▸ **Short problem**
Report every line of the material below that contains the word "item", copying each such line in full.

— Start —

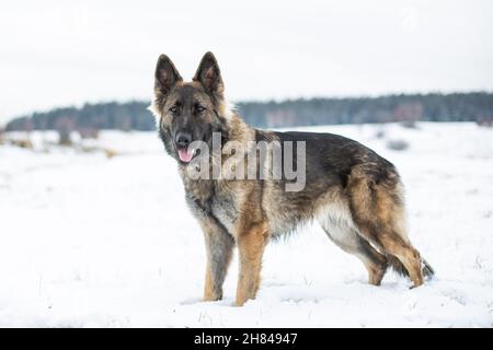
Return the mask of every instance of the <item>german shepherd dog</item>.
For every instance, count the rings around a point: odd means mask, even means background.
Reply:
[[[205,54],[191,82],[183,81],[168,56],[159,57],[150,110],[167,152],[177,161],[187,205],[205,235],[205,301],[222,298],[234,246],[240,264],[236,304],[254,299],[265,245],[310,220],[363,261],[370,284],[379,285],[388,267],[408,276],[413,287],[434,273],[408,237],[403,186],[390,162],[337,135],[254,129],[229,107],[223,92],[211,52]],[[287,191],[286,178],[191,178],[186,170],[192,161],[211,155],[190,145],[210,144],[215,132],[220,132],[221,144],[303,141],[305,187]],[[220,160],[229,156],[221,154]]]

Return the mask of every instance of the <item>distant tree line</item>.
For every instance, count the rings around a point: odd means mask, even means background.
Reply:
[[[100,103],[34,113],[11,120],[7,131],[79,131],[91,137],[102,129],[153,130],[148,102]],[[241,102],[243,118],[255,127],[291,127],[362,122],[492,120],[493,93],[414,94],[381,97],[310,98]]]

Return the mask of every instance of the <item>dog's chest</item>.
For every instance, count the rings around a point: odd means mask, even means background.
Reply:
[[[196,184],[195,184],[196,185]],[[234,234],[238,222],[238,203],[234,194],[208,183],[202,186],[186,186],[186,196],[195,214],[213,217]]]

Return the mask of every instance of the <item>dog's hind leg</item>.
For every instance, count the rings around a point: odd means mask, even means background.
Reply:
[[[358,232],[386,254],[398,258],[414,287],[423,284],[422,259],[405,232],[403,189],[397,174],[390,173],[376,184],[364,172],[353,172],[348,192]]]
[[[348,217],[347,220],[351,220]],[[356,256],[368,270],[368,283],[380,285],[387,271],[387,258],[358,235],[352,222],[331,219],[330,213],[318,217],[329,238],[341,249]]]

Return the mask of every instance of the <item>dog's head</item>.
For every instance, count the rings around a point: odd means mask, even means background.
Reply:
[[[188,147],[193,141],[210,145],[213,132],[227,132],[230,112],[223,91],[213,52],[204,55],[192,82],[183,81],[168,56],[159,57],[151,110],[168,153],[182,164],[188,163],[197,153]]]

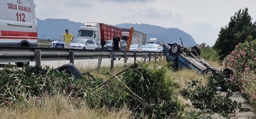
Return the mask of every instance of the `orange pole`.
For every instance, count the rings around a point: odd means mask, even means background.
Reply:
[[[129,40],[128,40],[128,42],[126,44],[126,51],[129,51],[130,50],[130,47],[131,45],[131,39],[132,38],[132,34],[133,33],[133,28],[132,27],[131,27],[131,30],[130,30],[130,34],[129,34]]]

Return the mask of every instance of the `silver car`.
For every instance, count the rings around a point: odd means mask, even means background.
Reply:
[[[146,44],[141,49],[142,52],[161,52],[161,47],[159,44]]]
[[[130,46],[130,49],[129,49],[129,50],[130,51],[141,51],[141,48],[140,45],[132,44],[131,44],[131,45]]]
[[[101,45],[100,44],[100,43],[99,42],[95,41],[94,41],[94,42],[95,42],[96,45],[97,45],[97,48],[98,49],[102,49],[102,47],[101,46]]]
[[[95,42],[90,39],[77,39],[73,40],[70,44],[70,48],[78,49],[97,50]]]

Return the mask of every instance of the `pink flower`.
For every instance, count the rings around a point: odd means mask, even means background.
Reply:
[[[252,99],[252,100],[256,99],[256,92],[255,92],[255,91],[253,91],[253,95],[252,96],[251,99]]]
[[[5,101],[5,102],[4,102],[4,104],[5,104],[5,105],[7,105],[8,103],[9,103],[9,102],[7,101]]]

— End —
— Start —

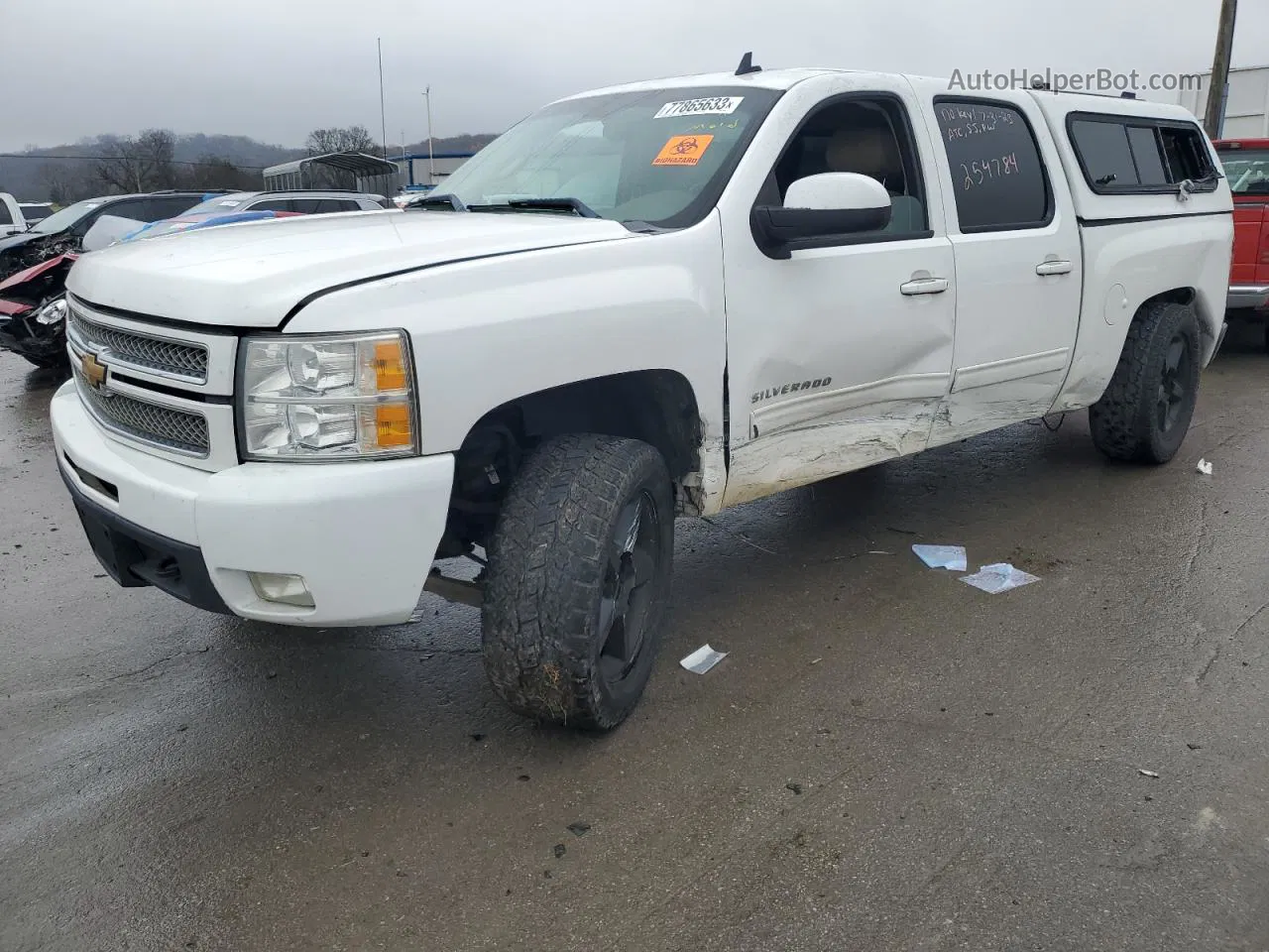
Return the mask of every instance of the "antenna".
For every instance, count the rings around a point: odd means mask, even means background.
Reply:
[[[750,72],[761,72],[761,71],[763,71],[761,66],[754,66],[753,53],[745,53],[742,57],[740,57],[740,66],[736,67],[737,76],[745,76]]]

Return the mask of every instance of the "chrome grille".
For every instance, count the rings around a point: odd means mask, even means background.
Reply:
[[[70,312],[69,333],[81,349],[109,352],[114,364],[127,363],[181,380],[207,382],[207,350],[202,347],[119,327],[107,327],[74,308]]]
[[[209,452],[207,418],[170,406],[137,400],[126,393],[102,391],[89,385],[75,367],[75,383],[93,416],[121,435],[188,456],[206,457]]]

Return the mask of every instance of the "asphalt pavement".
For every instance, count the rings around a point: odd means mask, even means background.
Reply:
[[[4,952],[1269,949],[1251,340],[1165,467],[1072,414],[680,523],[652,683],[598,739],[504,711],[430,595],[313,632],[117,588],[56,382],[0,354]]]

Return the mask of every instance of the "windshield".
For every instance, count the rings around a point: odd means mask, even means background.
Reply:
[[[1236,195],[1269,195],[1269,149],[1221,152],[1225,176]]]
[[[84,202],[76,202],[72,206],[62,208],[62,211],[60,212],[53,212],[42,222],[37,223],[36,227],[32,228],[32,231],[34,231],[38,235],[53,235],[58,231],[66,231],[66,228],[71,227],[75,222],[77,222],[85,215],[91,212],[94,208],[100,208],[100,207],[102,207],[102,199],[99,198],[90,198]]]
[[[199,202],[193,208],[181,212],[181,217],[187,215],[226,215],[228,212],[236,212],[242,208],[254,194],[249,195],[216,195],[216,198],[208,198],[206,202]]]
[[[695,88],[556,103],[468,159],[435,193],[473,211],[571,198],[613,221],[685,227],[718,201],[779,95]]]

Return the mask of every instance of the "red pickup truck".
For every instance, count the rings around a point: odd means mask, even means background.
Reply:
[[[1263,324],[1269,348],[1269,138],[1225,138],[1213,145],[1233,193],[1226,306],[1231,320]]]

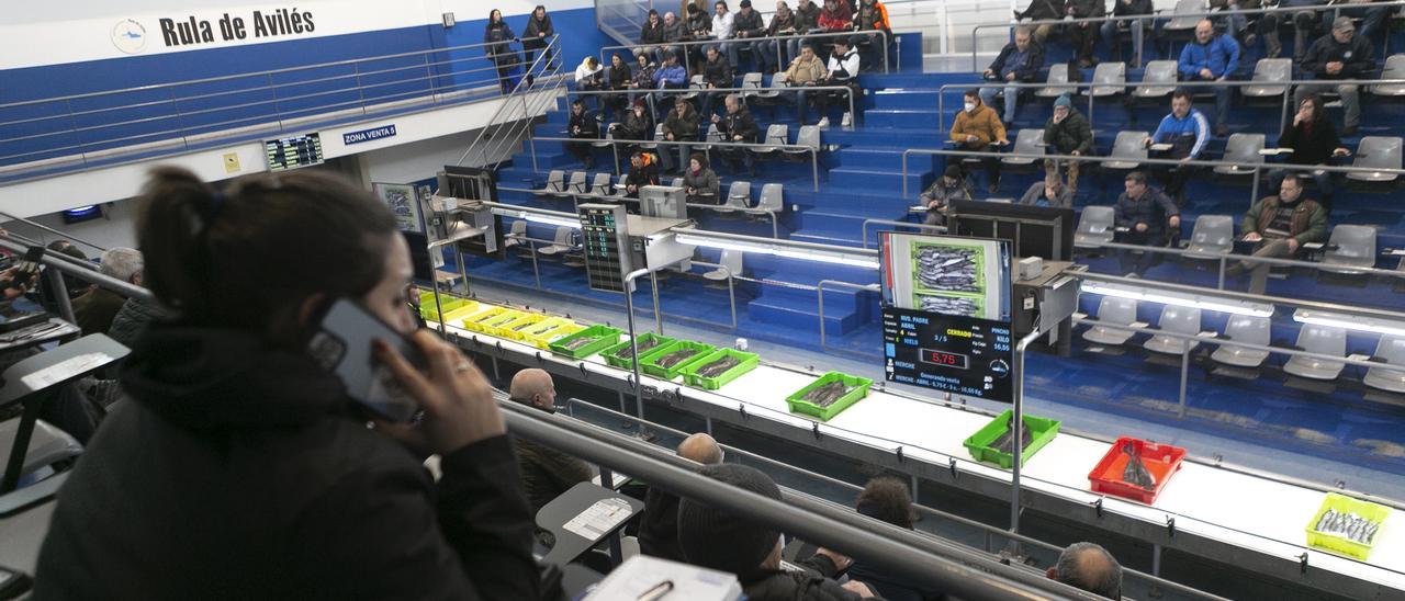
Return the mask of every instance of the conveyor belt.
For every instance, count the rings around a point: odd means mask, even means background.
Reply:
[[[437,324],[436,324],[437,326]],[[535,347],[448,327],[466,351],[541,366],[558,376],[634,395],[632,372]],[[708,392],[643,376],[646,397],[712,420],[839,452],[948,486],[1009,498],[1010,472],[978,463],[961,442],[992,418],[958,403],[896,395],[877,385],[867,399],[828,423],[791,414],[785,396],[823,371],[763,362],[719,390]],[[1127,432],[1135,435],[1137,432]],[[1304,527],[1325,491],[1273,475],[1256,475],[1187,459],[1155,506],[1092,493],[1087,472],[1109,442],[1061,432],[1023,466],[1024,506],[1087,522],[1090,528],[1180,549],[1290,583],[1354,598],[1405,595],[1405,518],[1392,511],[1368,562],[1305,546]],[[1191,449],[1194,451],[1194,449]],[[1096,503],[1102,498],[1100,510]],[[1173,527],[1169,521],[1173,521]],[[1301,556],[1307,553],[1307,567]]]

— End —

▸ **Solved exercise**
Return the mask of every instance of the <item>german shepherd dog</item>.
Return the mask of every instance of the <item>distant tree line</item>.
Return the mask of every instance of the <item>dog's chest</item>.
Return the mask of every instance of the <item>dog's hind leg</item>.
Return the mask of every instance of the <item>dog's head</item>.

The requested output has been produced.